Going from the start of the records down to the line with "[13,298,177,436]", that line included, switch "radiator" to "heater" and write those lines out again with nothing else changed.
********
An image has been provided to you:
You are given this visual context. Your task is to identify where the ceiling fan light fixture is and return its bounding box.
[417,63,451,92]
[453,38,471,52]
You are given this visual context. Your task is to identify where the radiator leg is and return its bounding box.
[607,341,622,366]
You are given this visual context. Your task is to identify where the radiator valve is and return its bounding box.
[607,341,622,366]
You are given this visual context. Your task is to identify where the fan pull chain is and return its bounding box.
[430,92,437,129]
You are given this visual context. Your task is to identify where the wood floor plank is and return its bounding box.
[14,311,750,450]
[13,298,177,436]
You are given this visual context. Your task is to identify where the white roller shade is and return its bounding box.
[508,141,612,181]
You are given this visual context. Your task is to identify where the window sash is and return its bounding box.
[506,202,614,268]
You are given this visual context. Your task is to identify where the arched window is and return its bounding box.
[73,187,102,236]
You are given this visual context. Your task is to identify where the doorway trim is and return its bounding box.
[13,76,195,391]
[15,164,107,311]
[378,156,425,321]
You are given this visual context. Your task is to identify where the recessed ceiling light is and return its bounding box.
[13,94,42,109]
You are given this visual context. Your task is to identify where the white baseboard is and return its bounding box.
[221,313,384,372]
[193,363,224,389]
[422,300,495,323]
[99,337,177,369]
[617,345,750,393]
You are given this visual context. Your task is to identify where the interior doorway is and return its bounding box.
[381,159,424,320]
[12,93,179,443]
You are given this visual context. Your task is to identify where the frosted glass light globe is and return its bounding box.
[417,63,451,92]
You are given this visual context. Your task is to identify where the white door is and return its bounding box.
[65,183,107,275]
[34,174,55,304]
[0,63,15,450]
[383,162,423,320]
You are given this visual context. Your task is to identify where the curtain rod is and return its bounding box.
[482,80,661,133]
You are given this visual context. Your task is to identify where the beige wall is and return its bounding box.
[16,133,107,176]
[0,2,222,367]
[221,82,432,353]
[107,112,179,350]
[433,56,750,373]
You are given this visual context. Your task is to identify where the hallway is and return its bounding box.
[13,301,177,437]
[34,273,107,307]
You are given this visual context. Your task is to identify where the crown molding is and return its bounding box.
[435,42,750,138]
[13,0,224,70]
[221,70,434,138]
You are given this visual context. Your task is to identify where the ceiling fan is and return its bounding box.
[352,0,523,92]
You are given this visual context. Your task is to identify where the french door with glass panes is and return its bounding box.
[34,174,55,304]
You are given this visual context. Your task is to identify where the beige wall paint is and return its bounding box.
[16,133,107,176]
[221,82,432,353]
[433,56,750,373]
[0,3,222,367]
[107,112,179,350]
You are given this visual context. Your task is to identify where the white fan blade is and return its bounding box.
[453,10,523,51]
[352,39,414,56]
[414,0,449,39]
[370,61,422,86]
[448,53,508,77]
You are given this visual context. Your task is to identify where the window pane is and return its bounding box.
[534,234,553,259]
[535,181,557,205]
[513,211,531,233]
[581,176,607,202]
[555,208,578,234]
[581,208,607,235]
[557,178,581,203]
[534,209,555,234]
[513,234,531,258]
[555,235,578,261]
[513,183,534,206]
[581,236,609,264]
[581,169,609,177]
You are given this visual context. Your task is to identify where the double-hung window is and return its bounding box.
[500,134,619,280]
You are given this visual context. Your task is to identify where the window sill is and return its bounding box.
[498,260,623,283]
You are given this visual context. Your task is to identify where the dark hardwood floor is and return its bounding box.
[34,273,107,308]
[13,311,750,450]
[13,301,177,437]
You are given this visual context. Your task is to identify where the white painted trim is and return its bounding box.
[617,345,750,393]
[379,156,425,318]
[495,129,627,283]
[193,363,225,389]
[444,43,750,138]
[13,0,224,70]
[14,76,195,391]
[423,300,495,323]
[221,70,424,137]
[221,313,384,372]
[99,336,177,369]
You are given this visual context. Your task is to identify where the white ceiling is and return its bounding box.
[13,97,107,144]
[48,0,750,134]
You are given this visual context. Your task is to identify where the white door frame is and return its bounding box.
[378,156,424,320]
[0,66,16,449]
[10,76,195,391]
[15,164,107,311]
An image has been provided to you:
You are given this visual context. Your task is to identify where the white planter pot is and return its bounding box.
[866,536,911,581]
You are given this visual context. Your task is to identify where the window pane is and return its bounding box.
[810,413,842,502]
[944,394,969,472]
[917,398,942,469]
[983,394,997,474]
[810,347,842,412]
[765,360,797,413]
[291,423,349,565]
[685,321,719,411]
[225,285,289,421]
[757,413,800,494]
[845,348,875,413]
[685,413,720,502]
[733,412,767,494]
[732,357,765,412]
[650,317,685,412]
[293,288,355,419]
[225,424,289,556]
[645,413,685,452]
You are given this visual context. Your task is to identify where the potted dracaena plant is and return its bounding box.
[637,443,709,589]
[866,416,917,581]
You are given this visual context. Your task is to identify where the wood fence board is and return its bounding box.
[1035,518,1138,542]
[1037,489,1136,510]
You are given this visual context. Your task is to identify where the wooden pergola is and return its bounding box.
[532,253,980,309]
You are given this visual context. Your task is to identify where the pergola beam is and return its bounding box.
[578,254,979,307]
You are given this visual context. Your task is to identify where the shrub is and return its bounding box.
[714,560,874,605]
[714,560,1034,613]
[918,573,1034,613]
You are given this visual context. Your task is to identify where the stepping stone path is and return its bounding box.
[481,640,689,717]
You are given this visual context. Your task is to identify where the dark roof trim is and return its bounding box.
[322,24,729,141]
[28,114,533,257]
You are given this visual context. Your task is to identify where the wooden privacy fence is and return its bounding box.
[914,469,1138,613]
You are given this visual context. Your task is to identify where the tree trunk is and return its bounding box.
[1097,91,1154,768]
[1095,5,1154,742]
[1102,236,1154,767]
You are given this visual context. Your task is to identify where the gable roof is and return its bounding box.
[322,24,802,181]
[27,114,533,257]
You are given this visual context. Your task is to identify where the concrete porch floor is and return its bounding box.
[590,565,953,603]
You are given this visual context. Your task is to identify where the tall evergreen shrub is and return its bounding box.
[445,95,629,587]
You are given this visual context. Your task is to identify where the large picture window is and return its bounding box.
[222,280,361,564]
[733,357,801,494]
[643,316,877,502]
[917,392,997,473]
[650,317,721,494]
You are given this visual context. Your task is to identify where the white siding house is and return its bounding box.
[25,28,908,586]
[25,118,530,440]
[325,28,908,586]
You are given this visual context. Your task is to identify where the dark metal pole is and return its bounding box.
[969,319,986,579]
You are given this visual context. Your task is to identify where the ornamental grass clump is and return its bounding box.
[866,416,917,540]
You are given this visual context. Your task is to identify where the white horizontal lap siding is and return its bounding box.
********
* Result of this task:
An image has been provided to you:
You are given this visual context. Your task is to identify where the ceiling fan light fixture is and return its bounding box.
[417,63,451,92]
[453,38,471,52]
You are given this visual context. Your task is to identify where the heater leg is and return its bounding box.
[607,341,622,366]
You are given this visual context. Your task is to identify where the heater valve is and return its bounding box.
[607,341,622,366]
You are given this visual context. Your task is to identify where the fan pull chain is and return its bounding box.
[430,92,437,129]
You are given this visual context. Your task is to identify where the wood floor plank is and return its bounding box.
[14,311,750,450]
[13,298,177,436]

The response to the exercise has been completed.